----- Records provided
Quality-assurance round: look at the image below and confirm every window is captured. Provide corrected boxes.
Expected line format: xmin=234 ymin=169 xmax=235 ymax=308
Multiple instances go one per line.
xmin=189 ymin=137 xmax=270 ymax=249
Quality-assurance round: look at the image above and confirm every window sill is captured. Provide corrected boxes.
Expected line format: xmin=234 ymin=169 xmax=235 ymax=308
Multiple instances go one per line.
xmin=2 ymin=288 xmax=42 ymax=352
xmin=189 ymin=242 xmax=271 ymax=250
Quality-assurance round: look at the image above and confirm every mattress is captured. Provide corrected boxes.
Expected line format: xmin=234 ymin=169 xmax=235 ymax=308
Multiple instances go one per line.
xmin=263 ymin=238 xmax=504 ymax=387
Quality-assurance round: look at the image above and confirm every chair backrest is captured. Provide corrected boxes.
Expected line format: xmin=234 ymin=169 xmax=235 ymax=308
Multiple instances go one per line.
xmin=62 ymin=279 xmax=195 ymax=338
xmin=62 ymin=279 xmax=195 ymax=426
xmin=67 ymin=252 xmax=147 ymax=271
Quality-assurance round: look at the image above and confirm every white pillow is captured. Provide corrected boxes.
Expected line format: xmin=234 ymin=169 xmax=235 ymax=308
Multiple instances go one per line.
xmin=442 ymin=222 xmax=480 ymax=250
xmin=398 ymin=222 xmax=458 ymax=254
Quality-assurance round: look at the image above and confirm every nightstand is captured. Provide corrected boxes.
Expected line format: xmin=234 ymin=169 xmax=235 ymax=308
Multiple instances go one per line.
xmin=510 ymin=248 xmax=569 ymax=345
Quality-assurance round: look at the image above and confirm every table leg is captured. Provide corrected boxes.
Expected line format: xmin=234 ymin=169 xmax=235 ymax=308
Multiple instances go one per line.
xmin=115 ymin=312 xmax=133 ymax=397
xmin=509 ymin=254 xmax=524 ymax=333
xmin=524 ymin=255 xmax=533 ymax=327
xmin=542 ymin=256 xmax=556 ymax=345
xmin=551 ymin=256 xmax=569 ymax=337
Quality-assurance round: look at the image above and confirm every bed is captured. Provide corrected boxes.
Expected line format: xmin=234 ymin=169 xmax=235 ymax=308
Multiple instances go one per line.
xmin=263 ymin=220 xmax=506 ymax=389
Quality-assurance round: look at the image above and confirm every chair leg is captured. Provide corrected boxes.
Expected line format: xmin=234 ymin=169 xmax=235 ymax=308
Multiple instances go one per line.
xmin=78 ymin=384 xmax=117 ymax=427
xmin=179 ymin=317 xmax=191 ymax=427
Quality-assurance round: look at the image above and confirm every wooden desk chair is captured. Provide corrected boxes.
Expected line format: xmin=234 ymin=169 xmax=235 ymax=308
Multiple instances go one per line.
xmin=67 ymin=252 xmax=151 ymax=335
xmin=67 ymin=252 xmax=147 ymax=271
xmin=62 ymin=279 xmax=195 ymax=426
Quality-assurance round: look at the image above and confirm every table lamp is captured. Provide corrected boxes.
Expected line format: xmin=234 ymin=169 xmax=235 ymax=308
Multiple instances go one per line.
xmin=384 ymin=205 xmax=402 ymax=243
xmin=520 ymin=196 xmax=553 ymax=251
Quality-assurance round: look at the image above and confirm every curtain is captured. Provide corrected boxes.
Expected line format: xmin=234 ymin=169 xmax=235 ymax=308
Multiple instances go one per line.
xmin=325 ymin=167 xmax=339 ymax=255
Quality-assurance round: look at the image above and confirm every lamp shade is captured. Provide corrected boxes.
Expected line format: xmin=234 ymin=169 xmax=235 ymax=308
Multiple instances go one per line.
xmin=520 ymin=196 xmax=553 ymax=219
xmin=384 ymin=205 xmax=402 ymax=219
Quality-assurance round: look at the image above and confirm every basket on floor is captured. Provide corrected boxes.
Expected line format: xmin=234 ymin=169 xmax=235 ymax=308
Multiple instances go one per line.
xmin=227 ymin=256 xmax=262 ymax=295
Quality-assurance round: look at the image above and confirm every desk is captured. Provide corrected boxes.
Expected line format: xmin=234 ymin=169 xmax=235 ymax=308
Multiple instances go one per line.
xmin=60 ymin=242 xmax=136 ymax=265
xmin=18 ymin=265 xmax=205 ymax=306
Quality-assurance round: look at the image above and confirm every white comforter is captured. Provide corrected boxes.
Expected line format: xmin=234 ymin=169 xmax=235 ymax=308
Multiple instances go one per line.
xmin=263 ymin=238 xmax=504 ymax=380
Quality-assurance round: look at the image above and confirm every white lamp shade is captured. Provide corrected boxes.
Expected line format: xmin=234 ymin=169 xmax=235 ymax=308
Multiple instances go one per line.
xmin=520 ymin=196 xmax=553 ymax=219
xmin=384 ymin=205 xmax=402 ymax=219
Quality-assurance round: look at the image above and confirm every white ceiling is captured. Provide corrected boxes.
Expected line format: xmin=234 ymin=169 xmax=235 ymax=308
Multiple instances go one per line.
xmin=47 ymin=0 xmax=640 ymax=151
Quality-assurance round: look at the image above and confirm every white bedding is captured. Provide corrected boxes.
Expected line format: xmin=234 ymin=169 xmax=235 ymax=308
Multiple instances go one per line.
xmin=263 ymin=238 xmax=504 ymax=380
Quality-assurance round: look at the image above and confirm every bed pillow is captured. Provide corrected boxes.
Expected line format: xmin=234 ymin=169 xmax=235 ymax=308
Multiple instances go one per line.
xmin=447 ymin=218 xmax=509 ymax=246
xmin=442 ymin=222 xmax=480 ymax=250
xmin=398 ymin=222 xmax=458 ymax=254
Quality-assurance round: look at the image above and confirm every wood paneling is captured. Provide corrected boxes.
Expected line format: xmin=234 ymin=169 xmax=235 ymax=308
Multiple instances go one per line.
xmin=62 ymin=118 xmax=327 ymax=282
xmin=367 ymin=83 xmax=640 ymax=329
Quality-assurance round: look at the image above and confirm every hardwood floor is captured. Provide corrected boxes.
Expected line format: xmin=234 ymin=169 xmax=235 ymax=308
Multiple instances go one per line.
----------
> [Directions for this task] Copy the listing above, beginning at the line that contains "white pillow is captured. Provide corrected boxes." and stopping after the line that contains "xmin=263 ymin=220 xmax=506 ymax=389", with the requests and their format samples unchanged. Multiply every coordinate in the answers by 0.9, round each result to a whole number with halves going up, and give only these lines.

> [Response to the exercise]
Quality-assurance round: look at the image above and confirm every white pillow is captured. Provide corrected boxes.
Expected line format: xmin=234 ymin=169 xmax=235 ymax=308
Multiple instances go one per line.
xmin=398 ymin=200 xmax=432 ymax=225
xmin=358 ymin=200 xmax=412 ymax=229
Quality-assurance round: look at the image above and confirm every nightstand is captured. Provide corrected boxes.
Expected line format: xmin=234 ymin=169 xmax=235 ymax=308
Multiple instances go one per line.
xmin=459 ymin=223 xmax=512 ymax=311
Quality-assurance round: look at the image above and confirm every table leg is captured. Provide corrected boxes.
Expected line format: xmin=234 ymin=169 xmax=235 ymax=308
Multiple instances go one per line.
xmin=104 ymin=281 xmax=120 ymax=357
xmin=458 ymin=229 xmax=472 ymax=300
xmin=472 ymin=230 xmax=480 ymax=294
xmin=488 ymin=230 xmax=500 ymax=311
xmin=496 ymin=230 xmax=512 ymax=303
Quality-assurance round: look at the image above and confirm every bed is captured. Provide corrected boxes.
Expected line format: xmin=234 ymin=169 xmax=235 ymax=308
Multiple instances go one per line.
xmin=237 ymin=198 xmax=455 ymax=350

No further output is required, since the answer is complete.